→ EXCERPT:
“The world’s most secretly guarded fighting techniques” — The Boston Globe
Secret Fighting Arts of the World, by
John F. Gilbey ISBN 0804816085, pub. Tuttle. The book was first published in 1963. This is a 2001 edition.*
Although over the years I did a lot of research for the Fudebakudo book, there is one book that was, indirectly, hugely influential: Secret Fighting Arts of the World by John F. Gilbey. Actually it wasn’t really by a Mr Gilbey, but I didn’t find that out until much, much later. I read it when I was around 13 or 14, and it sowed a seed which undoubtedly resulted in my drawing the first Fudebakudo cartoons well over a decade later.
When we were young teenagers, a friend called Jon lent me the book and I distinctly remember being impressed by the wonders described within it. To my delight, I recently got hold of a second-hand copy, pictured here (although a previous owner has drawn loops around some of the chapter titles — gah! why would anyone do that?). If you like the left-hand pages of Fudebakudo, you will love this book and you should seek it out. It’s a parody so sly it makes Fudebakudo seem as coarse as a clown-car with square wheels.

→ STORED DATA:

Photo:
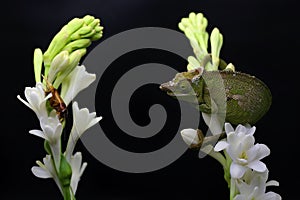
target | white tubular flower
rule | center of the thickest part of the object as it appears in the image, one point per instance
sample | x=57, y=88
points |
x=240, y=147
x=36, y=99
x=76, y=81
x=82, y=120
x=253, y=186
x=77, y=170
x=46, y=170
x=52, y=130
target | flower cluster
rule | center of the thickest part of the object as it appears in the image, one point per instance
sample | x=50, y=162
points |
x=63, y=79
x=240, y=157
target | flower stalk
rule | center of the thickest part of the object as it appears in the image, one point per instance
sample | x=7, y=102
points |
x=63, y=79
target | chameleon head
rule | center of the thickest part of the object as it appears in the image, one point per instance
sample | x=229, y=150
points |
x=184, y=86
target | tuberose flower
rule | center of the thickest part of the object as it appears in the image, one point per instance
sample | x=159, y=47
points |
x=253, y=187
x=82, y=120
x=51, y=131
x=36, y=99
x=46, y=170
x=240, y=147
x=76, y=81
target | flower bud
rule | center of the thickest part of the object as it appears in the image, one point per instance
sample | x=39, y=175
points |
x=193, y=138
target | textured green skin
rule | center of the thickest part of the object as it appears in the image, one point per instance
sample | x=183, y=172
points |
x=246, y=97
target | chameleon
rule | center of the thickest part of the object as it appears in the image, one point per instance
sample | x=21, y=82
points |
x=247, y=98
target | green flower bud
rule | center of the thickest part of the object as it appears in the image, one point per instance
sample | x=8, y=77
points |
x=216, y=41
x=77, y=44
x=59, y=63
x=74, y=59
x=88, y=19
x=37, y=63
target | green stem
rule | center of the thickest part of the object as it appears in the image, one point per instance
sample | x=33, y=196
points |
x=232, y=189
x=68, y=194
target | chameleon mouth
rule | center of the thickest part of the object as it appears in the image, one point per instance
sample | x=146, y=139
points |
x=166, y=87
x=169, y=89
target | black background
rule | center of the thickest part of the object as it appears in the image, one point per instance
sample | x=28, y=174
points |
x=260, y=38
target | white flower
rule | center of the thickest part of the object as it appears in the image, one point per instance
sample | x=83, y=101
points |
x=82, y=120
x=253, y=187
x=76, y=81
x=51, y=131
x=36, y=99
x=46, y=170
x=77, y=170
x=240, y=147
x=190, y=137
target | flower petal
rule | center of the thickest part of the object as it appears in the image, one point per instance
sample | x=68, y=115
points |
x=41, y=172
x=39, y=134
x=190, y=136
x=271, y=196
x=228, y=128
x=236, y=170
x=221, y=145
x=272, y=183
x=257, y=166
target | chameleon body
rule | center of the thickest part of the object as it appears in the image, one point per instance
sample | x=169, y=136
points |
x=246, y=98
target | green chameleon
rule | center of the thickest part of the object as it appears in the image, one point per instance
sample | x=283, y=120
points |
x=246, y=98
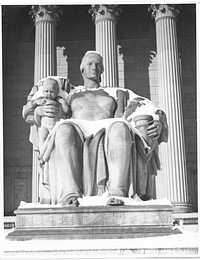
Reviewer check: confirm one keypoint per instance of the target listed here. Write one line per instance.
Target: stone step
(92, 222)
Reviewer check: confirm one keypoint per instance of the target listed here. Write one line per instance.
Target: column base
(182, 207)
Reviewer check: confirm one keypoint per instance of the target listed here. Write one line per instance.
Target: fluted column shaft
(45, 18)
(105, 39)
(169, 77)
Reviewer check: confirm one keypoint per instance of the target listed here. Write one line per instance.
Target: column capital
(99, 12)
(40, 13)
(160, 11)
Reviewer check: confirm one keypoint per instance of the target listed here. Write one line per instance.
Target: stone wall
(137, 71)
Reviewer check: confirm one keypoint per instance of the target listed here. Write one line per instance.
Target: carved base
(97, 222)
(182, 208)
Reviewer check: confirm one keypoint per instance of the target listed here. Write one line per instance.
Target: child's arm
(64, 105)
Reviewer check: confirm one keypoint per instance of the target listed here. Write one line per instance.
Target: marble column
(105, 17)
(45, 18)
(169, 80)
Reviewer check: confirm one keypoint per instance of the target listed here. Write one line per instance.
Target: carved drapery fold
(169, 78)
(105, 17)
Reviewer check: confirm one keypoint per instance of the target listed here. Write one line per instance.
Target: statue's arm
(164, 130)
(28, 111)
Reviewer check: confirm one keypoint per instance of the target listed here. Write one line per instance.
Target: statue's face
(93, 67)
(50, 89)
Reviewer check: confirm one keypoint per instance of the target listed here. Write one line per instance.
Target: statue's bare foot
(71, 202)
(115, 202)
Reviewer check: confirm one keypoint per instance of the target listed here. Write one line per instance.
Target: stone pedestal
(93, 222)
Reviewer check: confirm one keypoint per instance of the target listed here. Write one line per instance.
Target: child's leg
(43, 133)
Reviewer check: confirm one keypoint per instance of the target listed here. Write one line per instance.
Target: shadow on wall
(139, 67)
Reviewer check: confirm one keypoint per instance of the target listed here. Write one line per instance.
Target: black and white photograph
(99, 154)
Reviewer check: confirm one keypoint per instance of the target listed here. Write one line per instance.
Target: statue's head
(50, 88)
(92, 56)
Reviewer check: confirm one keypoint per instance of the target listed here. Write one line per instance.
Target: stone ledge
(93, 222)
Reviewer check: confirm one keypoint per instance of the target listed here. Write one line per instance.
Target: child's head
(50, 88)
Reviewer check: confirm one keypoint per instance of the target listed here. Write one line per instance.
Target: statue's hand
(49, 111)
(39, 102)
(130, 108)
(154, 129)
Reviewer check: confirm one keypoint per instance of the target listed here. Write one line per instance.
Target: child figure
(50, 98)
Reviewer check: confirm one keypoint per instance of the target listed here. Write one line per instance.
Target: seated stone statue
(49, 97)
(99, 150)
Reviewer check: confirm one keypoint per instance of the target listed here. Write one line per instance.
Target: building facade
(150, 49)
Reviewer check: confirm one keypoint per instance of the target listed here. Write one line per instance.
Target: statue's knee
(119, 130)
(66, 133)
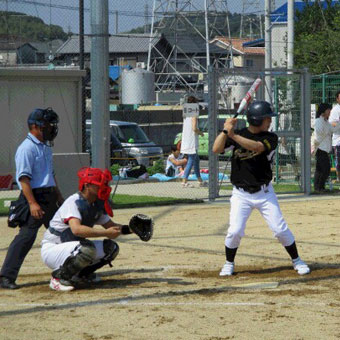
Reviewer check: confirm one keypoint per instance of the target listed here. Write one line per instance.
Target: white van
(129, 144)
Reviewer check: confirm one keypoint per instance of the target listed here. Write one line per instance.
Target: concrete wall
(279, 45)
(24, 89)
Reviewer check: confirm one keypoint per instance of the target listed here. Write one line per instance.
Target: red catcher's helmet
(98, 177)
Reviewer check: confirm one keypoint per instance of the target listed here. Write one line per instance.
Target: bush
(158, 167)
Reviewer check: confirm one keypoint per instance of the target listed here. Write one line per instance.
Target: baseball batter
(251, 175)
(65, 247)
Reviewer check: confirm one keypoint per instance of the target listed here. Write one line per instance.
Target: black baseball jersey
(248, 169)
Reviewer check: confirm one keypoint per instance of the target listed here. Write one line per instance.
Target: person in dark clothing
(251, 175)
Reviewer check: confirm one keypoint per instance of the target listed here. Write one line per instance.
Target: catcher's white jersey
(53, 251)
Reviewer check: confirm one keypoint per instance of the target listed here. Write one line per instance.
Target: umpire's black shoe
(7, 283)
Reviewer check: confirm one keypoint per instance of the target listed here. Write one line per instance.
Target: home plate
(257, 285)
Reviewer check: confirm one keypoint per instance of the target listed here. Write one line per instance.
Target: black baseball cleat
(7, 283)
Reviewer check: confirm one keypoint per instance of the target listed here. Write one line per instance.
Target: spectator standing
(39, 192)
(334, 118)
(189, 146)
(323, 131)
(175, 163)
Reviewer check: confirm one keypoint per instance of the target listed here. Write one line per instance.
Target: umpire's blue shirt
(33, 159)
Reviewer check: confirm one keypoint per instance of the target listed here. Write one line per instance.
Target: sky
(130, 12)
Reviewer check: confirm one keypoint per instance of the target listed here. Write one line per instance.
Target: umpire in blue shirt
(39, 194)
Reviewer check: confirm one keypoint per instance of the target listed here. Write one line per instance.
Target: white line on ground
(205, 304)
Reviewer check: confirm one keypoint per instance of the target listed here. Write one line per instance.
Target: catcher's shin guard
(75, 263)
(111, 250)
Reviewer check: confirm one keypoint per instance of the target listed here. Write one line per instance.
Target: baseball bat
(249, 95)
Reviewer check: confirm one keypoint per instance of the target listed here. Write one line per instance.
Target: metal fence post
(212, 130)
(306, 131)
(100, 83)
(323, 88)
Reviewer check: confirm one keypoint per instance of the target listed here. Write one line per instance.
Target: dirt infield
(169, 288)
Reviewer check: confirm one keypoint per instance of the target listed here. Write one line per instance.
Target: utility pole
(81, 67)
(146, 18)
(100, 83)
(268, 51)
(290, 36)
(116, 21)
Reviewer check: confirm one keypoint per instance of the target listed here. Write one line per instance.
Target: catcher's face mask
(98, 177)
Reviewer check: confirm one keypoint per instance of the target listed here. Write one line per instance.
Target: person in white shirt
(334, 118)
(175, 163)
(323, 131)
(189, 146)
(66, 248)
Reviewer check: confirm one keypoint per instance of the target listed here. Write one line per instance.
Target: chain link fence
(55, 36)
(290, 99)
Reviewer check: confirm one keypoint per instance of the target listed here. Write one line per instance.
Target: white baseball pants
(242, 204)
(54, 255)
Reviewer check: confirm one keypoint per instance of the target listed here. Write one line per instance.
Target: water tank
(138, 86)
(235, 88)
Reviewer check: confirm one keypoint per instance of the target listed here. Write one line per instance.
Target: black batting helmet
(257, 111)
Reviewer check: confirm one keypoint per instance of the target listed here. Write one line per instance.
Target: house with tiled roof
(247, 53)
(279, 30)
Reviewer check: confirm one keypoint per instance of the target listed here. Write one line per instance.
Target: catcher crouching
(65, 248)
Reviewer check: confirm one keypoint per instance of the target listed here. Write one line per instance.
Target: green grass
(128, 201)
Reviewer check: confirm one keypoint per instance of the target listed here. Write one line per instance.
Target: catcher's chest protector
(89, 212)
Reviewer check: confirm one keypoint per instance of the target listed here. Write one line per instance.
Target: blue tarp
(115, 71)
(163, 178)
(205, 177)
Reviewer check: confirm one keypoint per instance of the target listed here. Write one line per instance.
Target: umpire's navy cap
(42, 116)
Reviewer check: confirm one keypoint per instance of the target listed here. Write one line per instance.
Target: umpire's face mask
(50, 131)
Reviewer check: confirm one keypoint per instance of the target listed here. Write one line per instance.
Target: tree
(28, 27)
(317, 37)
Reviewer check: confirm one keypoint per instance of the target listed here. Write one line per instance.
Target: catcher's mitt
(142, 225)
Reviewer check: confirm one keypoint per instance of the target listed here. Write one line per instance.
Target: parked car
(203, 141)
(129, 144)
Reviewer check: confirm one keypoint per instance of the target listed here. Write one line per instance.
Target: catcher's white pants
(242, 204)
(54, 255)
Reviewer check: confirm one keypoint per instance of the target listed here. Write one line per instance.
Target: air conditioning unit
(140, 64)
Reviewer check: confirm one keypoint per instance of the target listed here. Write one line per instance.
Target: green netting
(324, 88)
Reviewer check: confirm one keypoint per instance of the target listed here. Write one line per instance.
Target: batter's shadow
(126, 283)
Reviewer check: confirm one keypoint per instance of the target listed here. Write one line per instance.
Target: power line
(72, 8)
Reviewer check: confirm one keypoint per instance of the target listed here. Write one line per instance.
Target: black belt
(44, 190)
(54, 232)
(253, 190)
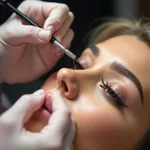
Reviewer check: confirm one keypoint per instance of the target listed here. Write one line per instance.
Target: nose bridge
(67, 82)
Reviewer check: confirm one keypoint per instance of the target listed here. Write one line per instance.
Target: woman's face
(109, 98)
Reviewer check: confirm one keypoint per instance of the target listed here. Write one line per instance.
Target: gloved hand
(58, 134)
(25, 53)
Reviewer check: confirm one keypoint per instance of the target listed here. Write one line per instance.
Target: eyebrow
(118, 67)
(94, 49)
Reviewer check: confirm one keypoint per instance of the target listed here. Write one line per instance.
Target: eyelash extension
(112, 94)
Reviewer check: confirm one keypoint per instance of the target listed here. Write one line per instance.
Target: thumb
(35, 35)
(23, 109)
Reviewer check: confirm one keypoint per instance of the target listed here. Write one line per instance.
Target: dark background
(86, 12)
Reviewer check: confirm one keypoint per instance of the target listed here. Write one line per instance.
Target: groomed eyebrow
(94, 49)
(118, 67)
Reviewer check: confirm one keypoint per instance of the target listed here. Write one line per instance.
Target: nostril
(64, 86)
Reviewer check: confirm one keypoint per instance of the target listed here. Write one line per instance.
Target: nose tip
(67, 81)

→ ASSIGNED TASK 1: According to the text about Secret Fighting Arts of the World, in what year was the book first published?
→ ASSIGNED TASK 2: Reproduce word for word the passage of the text about Secret Fighting Arts of the World from "When we were" up to and including "with square wheels.".
The items come from a different source than the text.

→ TASK RESPONSE 1: 1963

→ TASK RESPONSE 2:
When we were young teenagers, a friend called Jon lent me the book and I distinctly remember being impressed by the wonders described within it. To my delight, I recently got hold of a second-hand copy, pictured here (although a previous owner has drawn loops around some of the chapter titles — gah! why would anyone do that?). If you like the left-hand pages of Fudebakudo, you will love this book and you should seek it out. It’s a parody so sly it makes Fudebakudo seem as coarse as a clown-car with square wheels.